EXERCISE BRIEF
Transcribe exactly, and only, the lines from the one containing "You are given a photograph. Could you point to the grapefruit" through the last line of the data.

Point localization data:
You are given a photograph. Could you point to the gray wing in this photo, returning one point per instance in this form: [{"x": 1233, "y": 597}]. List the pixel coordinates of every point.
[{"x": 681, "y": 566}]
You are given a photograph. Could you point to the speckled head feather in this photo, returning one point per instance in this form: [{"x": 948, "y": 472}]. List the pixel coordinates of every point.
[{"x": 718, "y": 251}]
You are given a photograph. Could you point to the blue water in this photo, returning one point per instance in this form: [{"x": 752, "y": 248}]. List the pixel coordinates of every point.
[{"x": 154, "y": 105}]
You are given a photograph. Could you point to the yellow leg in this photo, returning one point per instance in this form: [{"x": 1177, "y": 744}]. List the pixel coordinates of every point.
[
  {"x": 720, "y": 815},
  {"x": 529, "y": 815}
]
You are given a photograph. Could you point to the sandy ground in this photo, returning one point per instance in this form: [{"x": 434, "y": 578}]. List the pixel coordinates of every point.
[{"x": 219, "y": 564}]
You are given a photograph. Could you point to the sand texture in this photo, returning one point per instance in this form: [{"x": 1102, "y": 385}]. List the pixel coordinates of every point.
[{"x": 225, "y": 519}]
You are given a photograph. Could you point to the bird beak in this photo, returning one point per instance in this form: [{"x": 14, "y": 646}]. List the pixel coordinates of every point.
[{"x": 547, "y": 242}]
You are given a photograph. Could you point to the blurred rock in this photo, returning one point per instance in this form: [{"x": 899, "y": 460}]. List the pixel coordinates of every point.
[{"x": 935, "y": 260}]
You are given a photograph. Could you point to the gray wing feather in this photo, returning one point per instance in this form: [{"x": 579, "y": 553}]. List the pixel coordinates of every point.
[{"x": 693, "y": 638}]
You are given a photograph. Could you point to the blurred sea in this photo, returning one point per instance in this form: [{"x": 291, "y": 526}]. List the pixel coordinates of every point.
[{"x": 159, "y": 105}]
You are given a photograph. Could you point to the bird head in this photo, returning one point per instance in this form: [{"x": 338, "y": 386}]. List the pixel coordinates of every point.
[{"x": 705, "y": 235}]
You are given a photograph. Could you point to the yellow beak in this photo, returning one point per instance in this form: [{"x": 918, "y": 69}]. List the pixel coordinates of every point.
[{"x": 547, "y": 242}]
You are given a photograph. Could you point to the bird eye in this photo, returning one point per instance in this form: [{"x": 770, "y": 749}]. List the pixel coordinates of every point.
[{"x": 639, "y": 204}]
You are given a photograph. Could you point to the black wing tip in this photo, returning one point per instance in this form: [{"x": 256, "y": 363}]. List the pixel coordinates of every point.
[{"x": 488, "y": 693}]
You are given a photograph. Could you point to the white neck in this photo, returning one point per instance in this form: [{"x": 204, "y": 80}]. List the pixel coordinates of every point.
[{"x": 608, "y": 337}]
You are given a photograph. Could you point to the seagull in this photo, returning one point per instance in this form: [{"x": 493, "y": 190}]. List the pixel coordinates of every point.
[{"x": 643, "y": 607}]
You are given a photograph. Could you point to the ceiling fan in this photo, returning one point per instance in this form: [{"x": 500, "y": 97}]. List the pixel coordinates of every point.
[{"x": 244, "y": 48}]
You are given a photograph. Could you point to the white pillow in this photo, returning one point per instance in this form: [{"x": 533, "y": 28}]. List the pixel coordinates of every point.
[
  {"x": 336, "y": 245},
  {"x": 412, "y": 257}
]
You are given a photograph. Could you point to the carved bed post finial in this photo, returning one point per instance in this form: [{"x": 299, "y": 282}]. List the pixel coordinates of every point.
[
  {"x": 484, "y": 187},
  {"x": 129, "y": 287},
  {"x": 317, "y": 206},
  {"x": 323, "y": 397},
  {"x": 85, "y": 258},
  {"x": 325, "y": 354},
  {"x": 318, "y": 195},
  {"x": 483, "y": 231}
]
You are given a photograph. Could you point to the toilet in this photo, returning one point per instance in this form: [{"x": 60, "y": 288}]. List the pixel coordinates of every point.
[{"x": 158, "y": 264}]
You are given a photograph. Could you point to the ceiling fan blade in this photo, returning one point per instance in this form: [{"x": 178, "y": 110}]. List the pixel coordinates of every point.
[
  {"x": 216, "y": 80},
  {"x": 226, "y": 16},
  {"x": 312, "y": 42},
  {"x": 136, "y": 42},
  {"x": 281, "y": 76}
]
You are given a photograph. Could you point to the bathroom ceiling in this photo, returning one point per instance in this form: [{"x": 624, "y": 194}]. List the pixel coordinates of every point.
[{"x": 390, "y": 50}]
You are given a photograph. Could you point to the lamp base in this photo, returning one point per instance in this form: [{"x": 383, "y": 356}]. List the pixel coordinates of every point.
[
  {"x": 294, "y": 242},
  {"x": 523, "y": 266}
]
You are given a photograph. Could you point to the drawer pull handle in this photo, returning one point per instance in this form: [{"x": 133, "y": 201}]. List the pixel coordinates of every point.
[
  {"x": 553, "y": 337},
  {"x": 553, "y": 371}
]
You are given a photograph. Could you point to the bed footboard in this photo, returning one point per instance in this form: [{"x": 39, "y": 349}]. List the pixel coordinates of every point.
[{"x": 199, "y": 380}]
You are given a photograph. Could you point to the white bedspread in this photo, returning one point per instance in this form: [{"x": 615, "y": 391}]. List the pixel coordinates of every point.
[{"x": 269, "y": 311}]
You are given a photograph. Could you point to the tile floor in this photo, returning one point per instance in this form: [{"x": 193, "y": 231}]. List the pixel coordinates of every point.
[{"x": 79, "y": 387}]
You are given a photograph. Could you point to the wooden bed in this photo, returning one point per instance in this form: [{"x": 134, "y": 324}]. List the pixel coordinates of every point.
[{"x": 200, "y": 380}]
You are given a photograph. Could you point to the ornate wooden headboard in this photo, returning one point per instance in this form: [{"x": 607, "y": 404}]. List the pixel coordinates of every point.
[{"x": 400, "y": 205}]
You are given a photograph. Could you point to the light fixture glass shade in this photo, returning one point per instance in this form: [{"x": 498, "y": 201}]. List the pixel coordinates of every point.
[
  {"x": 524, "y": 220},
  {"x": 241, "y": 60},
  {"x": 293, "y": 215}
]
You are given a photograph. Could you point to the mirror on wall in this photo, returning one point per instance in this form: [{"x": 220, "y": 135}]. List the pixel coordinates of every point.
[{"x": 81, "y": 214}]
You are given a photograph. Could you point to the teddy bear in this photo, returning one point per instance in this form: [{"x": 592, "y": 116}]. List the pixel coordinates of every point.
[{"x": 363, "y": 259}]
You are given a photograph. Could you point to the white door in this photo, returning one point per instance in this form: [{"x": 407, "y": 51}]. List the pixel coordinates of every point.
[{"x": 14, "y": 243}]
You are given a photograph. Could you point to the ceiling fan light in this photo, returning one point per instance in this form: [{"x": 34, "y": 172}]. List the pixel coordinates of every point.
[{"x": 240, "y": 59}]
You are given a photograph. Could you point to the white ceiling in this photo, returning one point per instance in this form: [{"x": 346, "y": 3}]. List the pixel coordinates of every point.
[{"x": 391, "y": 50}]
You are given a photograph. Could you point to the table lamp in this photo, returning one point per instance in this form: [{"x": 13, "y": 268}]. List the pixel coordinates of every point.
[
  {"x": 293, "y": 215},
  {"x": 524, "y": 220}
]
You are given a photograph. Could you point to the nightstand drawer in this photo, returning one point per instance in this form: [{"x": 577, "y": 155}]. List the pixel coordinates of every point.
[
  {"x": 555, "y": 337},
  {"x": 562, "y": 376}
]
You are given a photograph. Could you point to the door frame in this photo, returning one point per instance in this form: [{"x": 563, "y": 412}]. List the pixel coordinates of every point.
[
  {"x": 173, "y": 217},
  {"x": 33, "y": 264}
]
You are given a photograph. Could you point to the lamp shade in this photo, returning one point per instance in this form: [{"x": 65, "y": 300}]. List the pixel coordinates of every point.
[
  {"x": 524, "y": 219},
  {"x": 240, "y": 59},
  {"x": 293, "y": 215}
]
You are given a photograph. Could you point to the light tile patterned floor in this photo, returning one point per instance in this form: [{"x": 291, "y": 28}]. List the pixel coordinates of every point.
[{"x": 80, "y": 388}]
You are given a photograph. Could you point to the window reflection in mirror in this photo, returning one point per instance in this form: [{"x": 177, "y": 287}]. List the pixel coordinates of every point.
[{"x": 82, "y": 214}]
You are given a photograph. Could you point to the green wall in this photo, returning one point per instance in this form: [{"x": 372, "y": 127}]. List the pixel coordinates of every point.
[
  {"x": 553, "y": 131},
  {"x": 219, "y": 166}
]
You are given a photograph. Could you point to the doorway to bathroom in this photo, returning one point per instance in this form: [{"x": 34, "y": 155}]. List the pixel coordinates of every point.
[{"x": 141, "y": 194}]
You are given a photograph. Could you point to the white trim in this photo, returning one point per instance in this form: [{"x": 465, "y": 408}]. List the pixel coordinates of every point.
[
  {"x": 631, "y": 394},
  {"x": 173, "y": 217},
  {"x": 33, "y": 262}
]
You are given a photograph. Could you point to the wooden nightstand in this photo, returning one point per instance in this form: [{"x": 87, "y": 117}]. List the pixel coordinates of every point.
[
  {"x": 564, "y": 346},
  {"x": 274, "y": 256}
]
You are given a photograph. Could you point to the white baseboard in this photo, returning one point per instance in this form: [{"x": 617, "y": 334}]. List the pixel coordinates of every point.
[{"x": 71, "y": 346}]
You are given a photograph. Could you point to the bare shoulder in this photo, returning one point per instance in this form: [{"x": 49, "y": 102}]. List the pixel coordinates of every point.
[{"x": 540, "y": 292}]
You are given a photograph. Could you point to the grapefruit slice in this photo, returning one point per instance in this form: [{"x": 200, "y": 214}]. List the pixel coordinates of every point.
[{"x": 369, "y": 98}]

RESULT OF THIS EXERCISE
You are given a photograph. Could you point to the grapefruit slice in this photo, returning one point per instance in this form: [{"x": 200, "y": 214}]. List the pixel coordinates of every point.
[{"x": 369, "y": 98}]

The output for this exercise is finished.